## Material supplied:
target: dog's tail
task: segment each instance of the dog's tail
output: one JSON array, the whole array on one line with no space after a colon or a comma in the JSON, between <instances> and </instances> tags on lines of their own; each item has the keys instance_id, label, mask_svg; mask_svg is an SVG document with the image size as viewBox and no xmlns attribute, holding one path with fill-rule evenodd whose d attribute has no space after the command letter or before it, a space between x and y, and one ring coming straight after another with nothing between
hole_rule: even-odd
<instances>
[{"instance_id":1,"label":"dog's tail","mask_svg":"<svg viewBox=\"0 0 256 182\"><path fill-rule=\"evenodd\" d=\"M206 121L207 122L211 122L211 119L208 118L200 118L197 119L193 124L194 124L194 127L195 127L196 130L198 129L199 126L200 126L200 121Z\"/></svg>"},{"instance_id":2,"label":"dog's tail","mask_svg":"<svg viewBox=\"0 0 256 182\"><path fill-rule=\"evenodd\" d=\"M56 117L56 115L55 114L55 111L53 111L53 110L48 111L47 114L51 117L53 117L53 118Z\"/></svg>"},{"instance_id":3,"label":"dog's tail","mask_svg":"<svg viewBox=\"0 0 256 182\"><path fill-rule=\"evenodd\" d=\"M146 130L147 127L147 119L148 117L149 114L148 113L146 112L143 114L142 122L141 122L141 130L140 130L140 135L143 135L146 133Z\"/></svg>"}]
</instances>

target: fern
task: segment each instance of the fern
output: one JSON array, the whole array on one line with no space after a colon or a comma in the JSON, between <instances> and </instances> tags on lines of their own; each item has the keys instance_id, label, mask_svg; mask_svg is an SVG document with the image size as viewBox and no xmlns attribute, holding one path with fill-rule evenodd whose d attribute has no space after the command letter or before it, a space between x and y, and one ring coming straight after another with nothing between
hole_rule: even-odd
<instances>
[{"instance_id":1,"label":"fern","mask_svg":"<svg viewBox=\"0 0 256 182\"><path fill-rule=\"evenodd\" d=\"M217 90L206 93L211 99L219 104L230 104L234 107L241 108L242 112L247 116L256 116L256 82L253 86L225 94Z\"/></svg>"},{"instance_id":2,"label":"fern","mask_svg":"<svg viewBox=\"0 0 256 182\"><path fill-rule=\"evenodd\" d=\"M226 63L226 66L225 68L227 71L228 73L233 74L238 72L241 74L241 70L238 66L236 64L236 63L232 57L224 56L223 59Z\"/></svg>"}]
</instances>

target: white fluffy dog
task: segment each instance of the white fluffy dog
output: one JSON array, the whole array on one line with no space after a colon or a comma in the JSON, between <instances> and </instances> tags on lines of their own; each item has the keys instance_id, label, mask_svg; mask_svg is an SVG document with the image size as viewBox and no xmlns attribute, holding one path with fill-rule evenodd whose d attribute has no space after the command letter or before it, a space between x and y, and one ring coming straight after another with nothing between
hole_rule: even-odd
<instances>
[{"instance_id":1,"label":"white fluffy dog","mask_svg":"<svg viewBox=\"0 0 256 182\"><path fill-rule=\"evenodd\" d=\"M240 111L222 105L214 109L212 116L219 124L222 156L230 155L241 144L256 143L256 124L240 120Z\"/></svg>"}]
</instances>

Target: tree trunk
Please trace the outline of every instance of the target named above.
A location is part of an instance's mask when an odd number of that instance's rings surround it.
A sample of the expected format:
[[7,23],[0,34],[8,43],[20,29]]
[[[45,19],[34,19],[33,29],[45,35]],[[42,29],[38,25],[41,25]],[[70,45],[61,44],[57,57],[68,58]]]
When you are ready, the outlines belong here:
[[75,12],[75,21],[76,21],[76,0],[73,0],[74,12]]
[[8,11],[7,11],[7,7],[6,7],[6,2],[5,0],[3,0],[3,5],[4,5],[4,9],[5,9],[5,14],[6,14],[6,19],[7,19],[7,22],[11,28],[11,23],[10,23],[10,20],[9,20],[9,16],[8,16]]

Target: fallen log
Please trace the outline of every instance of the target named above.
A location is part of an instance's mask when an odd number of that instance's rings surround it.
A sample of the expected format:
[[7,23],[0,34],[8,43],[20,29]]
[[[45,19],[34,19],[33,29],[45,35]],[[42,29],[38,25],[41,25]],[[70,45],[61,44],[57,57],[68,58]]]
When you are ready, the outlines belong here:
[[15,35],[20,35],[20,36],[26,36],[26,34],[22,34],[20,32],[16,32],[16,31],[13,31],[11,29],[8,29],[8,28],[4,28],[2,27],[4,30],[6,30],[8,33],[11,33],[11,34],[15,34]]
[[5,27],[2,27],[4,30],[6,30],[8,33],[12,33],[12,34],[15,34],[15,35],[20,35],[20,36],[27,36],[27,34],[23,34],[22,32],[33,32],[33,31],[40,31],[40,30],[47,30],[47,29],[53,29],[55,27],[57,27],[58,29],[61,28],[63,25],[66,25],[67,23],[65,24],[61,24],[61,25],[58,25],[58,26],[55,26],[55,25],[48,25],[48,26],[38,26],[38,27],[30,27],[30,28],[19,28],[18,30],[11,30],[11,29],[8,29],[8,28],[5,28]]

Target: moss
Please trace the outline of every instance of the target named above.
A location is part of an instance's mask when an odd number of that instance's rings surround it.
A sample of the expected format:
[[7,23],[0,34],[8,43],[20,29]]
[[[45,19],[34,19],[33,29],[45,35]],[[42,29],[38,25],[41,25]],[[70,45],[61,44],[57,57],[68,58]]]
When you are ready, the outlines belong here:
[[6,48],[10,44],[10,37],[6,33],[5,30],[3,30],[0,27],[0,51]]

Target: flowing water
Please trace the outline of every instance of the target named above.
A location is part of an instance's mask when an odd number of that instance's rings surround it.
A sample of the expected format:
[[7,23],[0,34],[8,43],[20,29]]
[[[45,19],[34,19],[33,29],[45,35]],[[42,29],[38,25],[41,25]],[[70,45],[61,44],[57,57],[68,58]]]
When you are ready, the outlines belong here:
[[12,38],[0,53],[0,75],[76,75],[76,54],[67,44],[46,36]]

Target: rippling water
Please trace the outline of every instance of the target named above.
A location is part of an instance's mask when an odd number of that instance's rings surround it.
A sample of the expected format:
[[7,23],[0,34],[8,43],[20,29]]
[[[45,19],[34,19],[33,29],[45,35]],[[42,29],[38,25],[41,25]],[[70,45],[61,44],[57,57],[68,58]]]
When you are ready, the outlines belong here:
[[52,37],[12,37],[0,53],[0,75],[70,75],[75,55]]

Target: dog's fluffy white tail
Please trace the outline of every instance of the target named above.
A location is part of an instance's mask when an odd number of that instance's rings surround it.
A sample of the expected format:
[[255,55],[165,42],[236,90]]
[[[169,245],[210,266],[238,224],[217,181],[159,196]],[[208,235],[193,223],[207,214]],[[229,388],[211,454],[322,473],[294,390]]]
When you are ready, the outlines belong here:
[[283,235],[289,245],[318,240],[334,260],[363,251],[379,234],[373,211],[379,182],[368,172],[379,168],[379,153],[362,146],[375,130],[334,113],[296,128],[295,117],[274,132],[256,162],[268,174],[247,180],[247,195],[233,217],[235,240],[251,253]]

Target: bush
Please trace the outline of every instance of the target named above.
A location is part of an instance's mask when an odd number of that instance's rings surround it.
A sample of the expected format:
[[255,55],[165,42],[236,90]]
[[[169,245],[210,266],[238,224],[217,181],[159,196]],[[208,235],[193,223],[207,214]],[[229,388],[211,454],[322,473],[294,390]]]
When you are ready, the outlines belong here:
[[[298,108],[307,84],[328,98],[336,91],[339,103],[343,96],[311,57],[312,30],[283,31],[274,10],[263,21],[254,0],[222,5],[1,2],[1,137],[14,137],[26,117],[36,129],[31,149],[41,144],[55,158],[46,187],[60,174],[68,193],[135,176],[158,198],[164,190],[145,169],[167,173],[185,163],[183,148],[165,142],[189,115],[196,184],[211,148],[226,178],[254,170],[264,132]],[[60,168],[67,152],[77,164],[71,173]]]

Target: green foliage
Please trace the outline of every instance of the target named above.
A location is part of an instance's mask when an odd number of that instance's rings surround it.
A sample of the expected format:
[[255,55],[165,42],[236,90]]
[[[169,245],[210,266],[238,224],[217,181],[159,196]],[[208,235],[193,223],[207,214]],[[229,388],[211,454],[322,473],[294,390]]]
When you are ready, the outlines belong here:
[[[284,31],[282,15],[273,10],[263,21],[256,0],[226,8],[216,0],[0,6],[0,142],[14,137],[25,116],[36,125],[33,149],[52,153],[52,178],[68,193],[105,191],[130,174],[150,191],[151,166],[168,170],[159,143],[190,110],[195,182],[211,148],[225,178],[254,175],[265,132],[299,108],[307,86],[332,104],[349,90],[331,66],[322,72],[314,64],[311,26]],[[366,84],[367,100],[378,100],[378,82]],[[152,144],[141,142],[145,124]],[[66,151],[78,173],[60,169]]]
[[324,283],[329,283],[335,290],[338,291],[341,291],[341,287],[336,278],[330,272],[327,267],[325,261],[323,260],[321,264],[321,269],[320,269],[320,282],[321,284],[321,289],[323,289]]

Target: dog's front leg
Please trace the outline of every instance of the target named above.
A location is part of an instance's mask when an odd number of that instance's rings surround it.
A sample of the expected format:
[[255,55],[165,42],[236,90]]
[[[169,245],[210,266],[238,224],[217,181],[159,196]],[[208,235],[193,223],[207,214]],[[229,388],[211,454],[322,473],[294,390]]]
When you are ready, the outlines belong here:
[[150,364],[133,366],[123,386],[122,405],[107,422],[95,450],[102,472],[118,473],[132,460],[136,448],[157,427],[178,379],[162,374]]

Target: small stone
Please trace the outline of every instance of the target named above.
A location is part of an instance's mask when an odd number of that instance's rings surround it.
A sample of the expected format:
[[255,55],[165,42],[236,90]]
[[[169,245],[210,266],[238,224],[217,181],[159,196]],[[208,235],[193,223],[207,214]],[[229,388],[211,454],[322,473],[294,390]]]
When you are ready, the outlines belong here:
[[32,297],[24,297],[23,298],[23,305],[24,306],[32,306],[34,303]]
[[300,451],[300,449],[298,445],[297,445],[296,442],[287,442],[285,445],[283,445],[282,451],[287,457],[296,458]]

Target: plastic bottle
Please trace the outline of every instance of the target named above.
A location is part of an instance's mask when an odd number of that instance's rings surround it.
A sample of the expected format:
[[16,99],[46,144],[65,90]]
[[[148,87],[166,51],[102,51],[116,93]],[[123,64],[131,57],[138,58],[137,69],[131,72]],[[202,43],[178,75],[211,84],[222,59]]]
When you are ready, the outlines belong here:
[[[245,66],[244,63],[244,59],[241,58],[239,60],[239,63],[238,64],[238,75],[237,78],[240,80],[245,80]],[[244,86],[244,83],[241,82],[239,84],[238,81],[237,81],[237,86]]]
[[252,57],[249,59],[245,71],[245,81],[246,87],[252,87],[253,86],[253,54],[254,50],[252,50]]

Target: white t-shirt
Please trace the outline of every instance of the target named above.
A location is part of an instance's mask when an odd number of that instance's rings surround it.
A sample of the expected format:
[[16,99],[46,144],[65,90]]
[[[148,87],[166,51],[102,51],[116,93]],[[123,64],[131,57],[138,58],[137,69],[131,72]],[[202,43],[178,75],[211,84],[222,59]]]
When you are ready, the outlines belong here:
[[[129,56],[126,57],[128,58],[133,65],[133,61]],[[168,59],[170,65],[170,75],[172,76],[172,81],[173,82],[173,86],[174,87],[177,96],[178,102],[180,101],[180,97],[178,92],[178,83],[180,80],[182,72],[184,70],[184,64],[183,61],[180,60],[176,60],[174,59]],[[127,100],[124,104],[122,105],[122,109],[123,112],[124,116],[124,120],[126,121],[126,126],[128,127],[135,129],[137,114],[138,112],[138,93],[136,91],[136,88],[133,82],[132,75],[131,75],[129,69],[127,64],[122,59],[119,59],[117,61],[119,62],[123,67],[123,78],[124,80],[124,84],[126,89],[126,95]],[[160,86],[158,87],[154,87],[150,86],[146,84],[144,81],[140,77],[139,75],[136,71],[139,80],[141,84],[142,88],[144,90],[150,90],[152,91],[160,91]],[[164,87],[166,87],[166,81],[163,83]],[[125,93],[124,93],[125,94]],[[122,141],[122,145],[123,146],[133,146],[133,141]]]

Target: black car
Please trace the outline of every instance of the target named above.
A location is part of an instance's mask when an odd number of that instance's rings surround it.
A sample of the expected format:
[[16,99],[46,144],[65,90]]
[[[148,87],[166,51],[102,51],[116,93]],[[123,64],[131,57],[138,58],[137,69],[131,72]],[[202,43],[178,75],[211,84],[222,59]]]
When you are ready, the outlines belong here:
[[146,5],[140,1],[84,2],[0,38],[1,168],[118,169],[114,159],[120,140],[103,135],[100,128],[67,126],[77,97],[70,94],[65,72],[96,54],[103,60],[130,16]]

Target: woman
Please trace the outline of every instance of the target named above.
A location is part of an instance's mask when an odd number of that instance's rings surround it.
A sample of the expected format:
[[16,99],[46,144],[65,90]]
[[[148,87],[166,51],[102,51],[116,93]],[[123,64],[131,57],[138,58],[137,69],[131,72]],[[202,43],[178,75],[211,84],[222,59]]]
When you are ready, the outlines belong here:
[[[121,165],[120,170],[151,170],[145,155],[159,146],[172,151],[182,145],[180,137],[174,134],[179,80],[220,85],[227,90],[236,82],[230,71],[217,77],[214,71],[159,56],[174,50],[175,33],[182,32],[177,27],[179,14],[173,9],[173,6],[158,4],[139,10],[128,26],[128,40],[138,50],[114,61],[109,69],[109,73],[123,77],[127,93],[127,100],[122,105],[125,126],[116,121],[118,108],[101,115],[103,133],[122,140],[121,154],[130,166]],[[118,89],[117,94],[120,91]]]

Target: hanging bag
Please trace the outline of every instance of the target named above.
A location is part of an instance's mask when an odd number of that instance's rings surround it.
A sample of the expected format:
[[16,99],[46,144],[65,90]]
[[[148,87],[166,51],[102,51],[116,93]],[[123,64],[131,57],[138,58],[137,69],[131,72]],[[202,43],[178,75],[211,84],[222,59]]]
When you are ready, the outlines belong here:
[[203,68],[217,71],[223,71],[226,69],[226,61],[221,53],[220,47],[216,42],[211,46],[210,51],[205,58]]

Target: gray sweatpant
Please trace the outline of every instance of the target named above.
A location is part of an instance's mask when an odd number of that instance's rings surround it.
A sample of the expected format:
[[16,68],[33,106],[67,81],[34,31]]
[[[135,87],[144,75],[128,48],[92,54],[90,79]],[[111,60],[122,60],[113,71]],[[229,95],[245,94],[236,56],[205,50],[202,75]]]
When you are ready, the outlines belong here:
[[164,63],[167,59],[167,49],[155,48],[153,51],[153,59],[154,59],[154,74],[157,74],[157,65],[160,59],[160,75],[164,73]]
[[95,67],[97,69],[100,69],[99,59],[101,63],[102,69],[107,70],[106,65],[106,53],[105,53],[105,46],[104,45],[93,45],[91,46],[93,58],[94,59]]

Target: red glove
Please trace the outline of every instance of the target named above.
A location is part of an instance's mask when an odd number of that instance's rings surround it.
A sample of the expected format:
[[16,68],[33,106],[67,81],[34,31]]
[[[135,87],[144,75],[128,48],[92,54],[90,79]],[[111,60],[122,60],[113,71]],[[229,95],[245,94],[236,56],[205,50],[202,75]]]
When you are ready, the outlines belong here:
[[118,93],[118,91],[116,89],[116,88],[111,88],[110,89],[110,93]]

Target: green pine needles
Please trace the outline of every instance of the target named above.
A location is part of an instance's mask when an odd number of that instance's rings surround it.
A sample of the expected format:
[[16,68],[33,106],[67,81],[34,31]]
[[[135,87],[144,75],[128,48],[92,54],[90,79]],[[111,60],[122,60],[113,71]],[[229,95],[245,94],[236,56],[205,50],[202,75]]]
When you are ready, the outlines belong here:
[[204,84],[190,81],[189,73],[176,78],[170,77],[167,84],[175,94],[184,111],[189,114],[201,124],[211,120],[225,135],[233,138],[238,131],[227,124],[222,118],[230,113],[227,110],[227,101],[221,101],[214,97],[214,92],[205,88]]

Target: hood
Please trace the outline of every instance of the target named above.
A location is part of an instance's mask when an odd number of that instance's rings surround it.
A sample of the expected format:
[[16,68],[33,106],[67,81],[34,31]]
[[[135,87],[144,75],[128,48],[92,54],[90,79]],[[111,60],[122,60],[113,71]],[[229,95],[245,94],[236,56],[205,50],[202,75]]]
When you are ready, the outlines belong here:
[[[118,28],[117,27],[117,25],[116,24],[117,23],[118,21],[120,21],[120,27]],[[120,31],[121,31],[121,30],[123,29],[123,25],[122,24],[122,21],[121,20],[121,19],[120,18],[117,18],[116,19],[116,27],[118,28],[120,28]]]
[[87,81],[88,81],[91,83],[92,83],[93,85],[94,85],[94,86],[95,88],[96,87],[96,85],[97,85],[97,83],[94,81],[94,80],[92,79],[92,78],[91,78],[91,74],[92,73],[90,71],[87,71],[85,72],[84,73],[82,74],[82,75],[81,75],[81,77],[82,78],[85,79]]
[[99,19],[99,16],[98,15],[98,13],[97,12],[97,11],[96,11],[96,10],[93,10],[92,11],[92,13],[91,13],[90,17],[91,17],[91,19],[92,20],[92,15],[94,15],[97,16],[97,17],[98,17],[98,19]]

## Work instructions:
Reproduce without any change every line from the one containing "target: fern" down to the one containing "task: segment each instance of the fern", including both of those lines.

## Written response:
target: fern
task: segment each instance of the fern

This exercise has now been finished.